All we Imagine as light est le premier long métrage de fiction de Payal Kapadia après Toute une nuit sans savoir, lauréat de l’Oeil d’Or du documentaire à Cannes en 2021. Ce drame incarnait en mai dernier le retour de l’Inde en Compétition Officielle au 77ème Festival de Cannes. Une date à marquer d’une pierre blanche puisque ce pays n’avait plus été en lice pour la Palme d’Or depuis 1994 avec Destinée de Shaji N. Karun. All we Imagine as light a remporté cette année le Grand Prix du Jury. A lire aussi : entretien avec Payal Kapadia.
À Mumbai, le quotidien de Prabha est perturbé lorsqu’elle reçoit un cadeau inattendu de son mari parti vivre à l’étranger. Sa jeune colocataire, Anu, essaie en vain de trouver un endroit dans la ville pour faire l’amour avec son petit ami. Un voyage dans un village côtier offre aux deux femmes un espace où leurs désirs peuvent enfin se manifester.

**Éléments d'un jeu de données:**
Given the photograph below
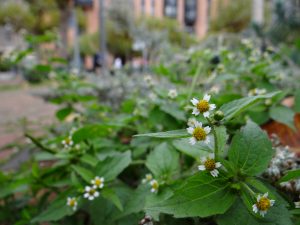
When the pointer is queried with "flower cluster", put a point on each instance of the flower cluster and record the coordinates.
(72, 202)
(91, 191)
(262, 205)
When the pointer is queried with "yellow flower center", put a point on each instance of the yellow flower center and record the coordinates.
(199, 134)
(263, 204)
(98, 182)
(72, 202)
(148, 177)
(210, 164)
(203, 106)
(92, 191)
(68, 141)
(155, 185)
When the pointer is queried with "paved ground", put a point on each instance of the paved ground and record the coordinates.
(21, 109)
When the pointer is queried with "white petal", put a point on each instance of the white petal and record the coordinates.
(254, 208)
(258, 198)
(198, 124)
(211, 155)
(201, 167)
(195, 112)
(207, 129)
(192, 140)
(206, 114)
(218, 164)
(266, 195)
(212, 106)
(194, 101)
(86, 195)
(207, 140)
(214, 173)
(190, 130)
(206, 97)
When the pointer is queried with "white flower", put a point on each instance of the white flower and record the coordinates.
(209, 164)
(72, 202)
(67, 142)
(172, 93)
(154, 186)
(198, 133)
(90, 193)
(202, 106)
(98, 182)
(257, 91)
(147, 178)
(149, 81)
(263, 203)
(192, 122)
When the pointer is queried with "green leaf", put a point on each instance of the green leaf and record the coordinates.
(84, 173)
(168, 134)
(196, 151)
(251, 150)
(238, 214)
(92, 131)
(163, 161)
(202, 195)
(232, 109)
(113, 197)
(89, 159)
(174, 111)
(63, 113)
(222, 138)
(283, 115)
(56, 211)
(290, 175)
(111, 167)
(297, 101)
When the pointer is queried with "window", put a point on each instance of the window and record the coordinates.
(190, 12)
(152, 7)
(171, 8)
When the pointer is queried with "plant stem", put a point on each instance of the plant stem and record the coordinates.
(195, 78)
(215, 138)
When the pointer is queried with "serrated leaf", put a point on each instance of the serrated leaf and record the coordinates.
(232, 109)
(84, 173)
(113, 197)
(63, 113)
(196, 151)
(111, 167)
(56, 211)
(238, 214)
(168, 134)
(163, 161)
(174, 111)
(251, 150)
(202, 195)
(290, 175)
(283, 115)
(89, 159)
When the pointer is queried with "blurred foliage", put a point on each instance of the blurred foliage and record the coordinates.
(234, 17)
(16, 14)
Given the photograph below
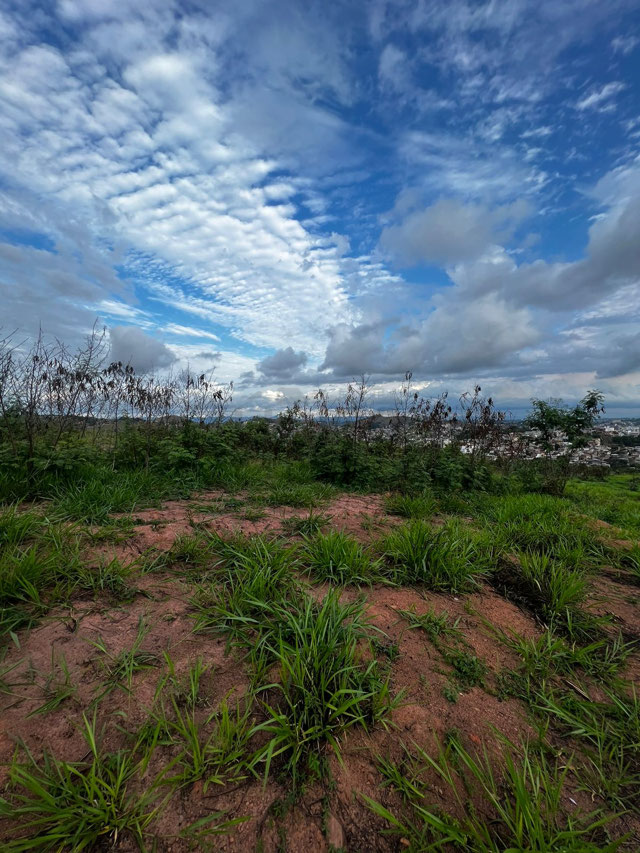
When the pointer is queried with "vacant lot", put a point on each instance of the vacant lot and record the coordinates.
(297, 668)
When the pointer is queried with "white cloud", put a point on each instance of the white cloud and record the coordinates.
(132, 346)
(597, 97)
(448, 231)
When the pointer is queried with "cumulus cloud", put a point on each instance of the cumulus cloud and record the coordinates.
(132, 346)
(458, 336)
(448, 231)
(283, 364)
(597, 97)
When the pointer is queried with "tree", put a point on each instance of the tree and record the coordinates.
(551, 416)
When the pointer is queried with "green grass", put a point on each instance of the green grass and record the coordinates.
(411, 506)
(325, 686)
(517, 807)
(59, 805)
(215, 750)
(298, 494)
(253, 575)
(440, 559)
(549, 655)
(616, 501)
(608, 735)
(119, 668)
(437, 626)
(308, 525)
(339, 559)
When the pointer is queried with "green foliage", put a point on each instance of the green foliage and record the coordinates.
(519, 808)
(411, 506)
(308, 525)
(551, 416)
(338, 558)
(326, 684)
(443, 559)
(253, 575)
(61, 805)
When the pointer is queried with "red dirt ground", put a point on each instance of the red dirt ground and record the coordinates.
(327, 816)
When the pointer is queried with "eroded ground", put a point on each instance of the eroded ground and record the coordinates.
(329, 812)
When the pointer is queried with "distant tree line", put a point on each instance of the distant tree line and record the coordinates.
(65, 413)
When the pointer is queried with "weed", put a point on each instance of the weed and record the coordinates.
(325, 685)
(57, 688)
(121, 667)
(338, 558)
(436, 625)
(60, 805)
(218, 756)
(451, 693)
(519, 809)
(438, 559)
(253, 575)
(410, 506)
(308, 525)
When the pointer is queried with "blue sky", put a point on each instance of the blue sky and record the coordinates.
(296, 193)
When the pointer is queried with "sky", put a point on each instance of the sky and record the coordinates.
(297, 193)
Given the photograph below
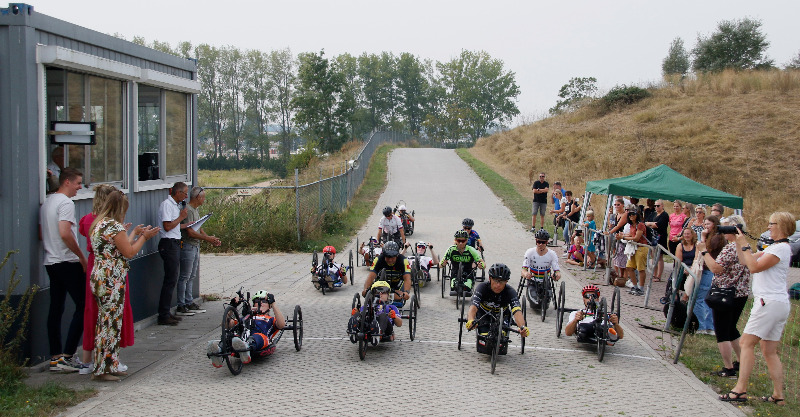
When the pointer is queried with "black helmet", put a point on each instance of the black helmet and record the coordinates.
(500, 272)
(391, 249)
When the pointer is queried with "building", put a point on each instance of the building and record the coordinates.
(144, 107)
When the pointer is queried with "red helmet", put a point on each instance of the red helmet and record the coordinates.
(590, 288)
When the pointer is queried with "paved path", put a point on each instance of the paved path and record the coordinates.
(172, 376)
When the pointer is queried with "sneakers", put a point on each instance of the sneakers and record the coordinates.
(194, 308)
(212, 350)
(244, 350)
(183, 311)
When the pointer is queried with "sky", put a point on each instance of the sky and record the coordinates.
(545, 43)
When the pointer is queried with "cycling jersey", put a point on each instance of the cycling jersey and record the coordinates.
(486, 299)
(395, 272)
(540, 265)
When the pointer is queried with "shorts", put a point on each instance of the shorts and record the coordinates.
(768, 320)
(539, 207)
(639, 260)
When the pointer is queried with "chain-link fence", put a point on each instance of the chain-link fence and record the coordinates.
(281, 216)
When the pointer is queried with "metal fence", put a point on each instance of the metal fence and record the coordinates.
(269, 217)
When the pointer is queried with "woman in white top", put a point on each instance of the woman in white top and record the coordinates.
(770, 307)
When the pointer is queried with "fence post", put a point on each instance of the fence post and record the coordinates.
(297, 201)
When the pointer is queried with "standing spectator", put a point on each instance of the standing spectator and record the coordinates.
(190, 253)
(170, 214)
(770, 307)
(65, 265)
(729, 273)
(101, 193)
(540, 189)
(112, 248)
(676, 220)
(658, 223)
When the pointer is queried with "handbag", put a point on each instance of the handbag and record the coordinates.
(720, 297)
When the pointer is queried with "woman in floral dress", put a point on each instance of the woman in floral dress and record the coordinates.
(112, 248)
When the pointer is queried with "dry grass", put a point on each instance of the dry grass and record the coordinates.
(737, 132)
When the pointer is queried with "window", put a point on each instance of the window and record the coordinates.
(76, 97)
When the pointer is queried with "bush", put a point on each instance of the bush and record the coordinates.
(624, 95)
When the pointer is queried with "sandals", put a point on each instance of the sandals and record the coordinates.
(734, 397)
(774, 400)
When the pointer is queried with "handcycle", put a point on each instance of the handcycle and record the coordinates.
(237, 321)
(601, 312)
(363, 334)
(320, 274)
(538, 293)
(495, 341)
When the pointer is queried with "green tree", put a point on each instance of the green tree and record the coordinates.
(677, 59)
(573, 93)
(737, 44)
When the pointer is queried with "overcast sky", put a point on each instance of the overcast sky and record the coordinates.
(544, 43)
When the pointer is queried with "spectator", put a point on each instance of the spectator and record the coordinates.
(676, 220)
(65, 265)
(770, 307)
(657, 224)
(170, 214)
(729, 273)
(112, 248)
(190, 253)
(540, 189)
(712, 245)
(101, 193)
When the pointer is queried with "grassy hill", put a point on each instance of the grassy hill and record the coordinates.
(735, 131)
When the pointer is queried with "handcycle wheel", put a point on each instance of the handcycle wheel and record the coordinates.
(350, 267)
(562, 295)
(601, 341)
(230, 323)
(297, 331)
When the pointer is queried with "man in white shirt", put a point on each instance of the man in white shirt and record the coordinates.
(66, 266)
(170, 214)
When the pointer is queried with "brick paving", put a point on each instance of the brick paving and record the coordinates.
(170, 374)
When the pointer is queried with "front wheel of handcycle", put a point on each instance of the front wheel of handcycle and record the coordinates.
(231, 323)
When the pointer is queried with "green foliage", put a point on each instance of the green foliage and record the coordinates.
(677, 59)
(574, 93)
(737, 44)
(623, 95)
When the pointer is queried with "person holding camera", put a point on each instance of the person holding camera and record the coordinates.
(170, 214)
(731, 278)
(771, 307)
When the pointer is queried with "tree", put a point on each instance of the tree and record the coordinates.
(677, 60)
(573, 93)
(737, 44)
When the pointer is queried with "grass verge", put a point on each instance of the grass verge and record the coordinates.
(501, 187)
(701, 356)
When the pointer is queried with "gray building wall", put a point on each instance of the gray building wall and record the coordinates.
(20, 187)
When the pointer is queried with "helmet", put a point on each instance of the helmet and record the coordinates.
(391, 249)
(541, 234)
(259, 294)
(381, 287)
(499, 272)
(590, 288)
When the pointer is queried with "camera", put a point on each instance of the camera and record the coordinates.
(729, 230)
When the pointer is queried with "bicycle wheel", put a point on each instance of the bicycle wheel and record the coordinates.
(231, 326)
(297, 331)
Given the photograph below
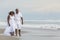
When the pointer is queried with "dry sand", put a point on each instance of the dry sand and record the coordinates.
(34, 34)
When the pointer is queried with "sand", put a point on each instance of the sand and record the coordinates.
(34, 34)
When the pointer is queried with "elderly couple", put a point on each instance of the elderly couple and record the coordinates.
(14, 20)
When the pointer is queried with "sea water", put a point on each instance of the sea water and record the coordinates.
(47, 24)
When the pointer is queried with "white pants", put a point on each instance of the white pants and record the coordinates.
(18, 25)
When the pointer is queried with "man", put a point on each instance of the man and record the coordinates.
(19, 21)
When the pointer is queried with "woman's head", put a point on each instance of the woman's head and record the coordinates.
(11, 13)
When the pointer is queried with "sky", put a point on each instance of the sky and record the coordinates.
(32, 9)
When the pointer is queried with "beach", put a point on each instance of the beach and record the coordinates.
(33, 34)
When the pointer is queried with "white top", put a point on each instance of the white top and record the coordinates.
(12, 19)
(18, 16)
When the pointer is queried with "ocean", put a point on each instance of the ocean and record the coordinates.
(47, 24)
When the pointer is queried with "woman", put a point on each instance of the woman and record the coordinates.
(11, 24)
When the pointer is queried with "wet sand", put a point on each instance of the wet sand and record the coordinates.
(34, 34)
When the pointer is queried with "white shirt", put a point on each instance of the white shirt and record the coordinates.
(18, 16)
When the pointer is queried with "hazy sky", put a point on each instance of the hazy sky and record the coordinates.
(31, 6)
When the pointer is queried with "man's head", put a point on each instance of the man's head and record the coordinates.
(17, 11)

**Exercices à faire:**
- a) D'après le texte sur All we Imagine as light, depuis quelle année l'Inde n'avait-elle plus concouru pour la Palme d'Or ?
- b) Poursuivez le texte sur All we Imagine as light après sa dernière phrase.

**Les réponses:**
- a) Depuis 1994, avec Destinée de Shaji N. Karun.

- b)
Au centre du récit Payal Kapadia raconte la condition des femmes de son pays dans un bel hommage. Elle explore la solitude des femmes contraintes par les traditions de milles manières. Plusieurs générations se côtoient et la belle évolution des personnages crée une histoire profondément humaine. Payal Kapadia montre une histoire d’amour pure entre Anu et Shiaz tout en y opposant l’absence d’avenir. Anu, Divya Prabha, aimerait refuser un mariage arrangé imposé par ses parents et aime Shiaz, Hridhu Haroon, qui est musulman, ce qui pose un problème en Inde. De son côté Prabha, Kani Kusruti est sans nouvelle d’un mari parti travailler à l’étranger. Toutes deux sont infirmières mais ne sont pas indépendantes dans cette société qui fait peser des devoirs sur elles.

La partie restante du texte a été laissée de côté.